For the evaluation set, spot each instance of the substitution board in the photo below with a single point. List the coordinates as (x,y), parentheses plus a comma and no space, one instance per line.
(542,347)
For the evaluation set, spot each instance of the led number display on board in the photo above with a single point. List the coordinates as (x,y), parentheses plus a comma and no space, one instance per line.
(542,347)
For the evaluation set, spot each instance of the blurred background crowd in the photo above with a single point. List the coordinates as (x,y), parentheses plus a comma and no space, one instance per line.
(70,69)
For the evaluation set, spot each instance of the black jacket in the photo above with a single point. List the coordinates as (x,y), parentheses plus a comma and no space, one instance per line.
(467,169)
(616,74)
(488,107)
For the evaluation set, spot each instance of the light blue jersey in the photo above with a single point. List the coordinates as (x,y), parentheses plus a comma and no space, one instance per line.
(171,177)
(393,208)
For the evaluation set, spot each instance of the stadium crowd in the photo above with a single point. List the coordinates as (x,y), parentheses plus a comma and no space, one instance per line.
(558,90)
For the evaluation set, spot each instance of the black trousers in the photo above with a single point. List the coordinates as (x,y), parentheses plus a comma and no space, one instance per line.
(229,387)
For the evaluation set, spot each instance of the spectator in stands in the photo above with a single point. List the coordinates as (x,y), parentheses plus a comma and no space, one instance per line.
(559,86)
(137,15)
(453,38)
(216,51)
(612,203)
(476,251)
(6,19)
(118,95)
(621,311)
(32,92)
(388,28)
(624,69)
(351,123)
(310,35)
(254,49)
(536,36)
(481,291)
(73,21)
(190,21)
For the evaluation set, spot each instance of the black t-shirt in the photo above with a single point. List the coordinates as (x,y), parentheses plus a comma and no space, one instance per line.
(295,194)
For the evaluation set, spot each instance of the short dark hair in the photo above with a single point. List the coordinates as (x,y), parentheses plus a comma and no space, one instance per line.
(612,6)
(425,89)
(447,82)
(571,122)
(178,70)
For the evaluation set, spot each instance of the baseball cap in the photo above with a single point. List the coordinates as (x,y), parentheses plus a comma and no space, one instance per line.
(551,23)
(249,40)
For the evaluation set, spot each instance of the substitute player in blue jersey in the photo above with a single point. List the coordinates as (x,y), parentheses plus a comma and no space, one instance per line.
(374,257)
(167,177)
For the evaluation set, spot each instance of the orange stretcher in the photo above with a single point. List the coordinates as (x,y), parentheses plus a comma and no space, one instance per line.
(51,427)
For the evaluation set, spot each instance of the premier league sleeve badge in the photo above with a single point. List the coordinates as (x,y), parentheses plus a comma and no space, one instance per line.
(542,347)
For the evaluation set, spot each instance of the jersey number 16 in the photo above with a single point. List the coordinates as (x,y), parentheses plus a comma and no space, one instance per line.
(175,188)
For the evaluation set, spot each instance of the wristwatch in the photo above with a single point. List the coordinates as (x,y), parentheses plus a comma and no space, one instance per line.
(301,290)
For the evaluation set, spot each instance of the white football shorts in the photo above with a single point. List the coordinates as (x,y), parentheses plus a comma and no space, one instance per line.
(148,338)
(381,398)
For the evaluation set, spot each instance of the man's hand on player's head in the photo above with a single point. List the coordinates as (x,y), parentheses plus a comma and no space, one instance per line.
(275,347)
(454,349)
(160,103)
━━━━━━━━━━
> _AIM OF THE EXERCISE_: Update the material above by replacing every "evaluation set" with "test set" and leaving all other text unchanged.

> _TASK ANSWER_:
For the test set, spot each instance of the substitution board in the photo below with a single point. List the coordinates as (x,y), parentheses plus a comma and no space, one instance per line.
(542,347)
For the test set, spot each instance of the led number display on board in the photo above with a single point. List the coordinates as (x,y), parentheses plus a comma and no space, one instance per line.
(542,347)
For the test set, spot each instance of the blurred background crowd in the photo above with a single point. List the coordinates as (x,y), parentheses plus a comma and no space, one instance per line.
(70,69)
For the test set, spot each instance of the black jacket in the photo above with a single point. List the coordinates as (x,y), parentheses plus a comma and no space, one instance per line.
(467,169)
(616,74)
(488,107)
For the test set, spot each instance of the light blue jersey in the photo above with a single point. List the coordinates as (x,y), parentheses plus a comma and no space, one instance per line.
(171,177)
(393,208)
For the test set, spot each instance of the stadium crowd in the photo above with a single point. List the coordinates as (x,y), parentheses plus a comma and no space, one instance per line.
(558,90)
For the test set, spot each instance of the black trousers in the photo above with a single point. List the coordinates as (x,y), parentheses plus a comma and no space, one instance per line.
(229,387)
For the test set, spot each instance of the spectator in stands in the photo above with a single point. List the coordinates as (x,y), parentheses plus a comma and no space, one instance per line.
(559,86)
(137,15)
(453,38)
(216,51)
(612,203)
(476,251)
(6,19)
(118,95)
(621,311)
(32,92)
(388,28)
(624,69)
(351,123)
(310,35)
(254,49)
(536,36)
(481,291)
(73,21)
(190,21)
For the test set, spot each instance of the black t-shirt in the photo above with a single point. List the coordinates as (x,y), parentheses plus a comma and no space, one instance per line.
(295,194)
For the test set, spot each instance of the short dark hair in the photo above with a single point. List the coordinates as (x,y), parentheses plus a comma and no space, one instance per line.
(612,6)
(425,89)
(447,82)
(571,122)
(178,70)
For the test set, spot each instance of the baseball cap in the photo above with a single point. List the coordinates as (x,y), parentheses plus a comma and no space, one instance per line.
(551,23)
(249,40)
For the test set, spot each instance of the substitute player in blue jersey in the photo above with a single point. List the coordinates as (x,y), parentheses plus a comma and no space, one instance per line.
(374,257)
(167,177)
For the test set, spot each instance of the orange stretcher in the photo above with a single point. List the coordinates as (x,y), parentheses plus a comma and no space, one instance per line.
(51,427)
For the test set, spot each instance of the premier league sleeve badge in the photo above with a single point. List the coordinates as (x,y), parentheses plus a comma and no space, one instance per line.
(542,347)
For the test set, spot each instance of the jersey number 16 in the photo above with a single point. List the coordinates as (x,y), parentheses plus a comma and no space, one instance per line.
(175,188)
For the test set, spot each instance of the wristwatch in the photo above with a single point. List the coordinates as (x,y), parentheses plus a comma and no space, one instance per line.
(301,290)
For the test set, spot each instance of the white football shorts in the photo above with a single point. List the coordinates as (x,y), parentheses plus a comma and no space, one instance per line.
(148,338)
(381,398)
For the test set, spot each instance of the man's hand on player's head in the photo above with a single point. List the coordinates as (x,y), parentheses plus a comma and no space, one instance per line.
(275,347)
(454,349)
(160,103)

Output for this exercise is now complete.